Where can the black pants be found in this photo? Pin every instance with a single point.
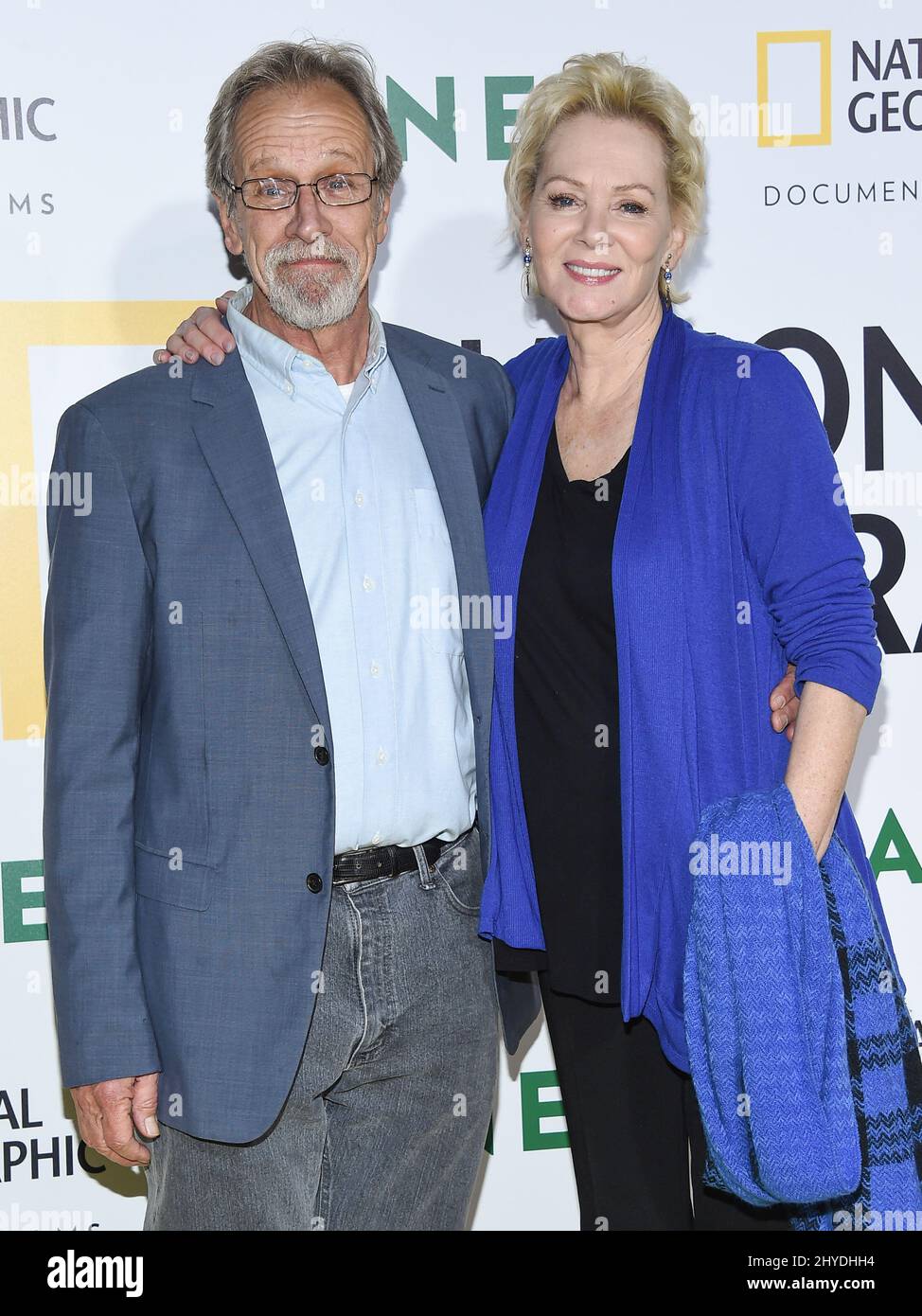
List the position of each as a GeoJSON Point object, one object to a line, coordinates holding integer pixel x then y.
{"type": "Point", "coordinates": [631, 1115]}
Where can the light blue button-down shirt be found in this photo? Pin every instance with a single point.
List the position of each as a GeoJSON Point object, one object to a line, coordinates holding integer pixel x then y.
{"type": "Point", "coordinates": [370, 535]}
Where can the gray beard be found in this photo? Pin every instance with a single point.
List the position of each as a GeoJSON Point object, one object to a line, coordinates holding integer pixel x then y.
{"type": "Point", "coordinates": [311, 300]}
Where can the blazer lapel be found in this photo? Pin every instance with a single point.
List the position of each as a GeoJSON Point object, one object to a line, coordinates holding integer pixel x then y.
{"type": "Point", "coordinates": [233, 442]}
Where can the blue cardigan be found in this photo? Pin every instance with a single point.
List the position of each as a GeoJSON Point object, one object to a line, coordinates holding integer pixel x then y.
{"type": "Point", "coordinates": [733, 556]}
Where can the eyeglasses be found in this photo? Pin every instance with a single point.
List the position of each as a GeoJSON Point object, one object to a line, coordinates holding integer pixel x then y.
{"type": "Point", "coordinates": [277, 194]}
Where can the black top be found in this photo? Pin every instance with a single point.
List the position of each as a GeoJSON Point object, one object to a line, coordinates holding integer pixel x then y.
# # # #
Exercise aim:
From the opening line of the entries above to the line containing "Where can the light", please transcribe each line exactly, skipping every picture.

Answer box:
Where can the black pants be found in this photo? Pin every instance with a single point.
List the position of each as a GeoJSON Point object, one object to a line, coordinates holding integer pixel x then y.
{"type": "Point", "coordinates": [631, 1115]}
Where can the light blue button-down shirt be found in this photo? Pin every instance with a single point.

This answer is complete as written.